(Named-object pointing records)
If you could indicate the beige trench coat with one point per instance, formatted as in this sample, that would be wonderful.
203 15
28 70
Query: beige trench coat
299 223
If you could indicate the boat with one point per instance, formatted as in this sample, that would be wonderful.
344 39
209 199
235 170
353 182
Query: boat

▸ **What is asked**
Send back each record exactly as it stands.

▸ **Solution**
If you could indicate the beige trench coat with one point per instance, formatted as in this sample, that would be wonderful.
203 15
28 70
Query: beige trench coat
299 223
If you could indicate the boat with one point per instance, formatted as in this sample, that would be wonderful.
344 39
209 199
235 170
353 182
Query: boat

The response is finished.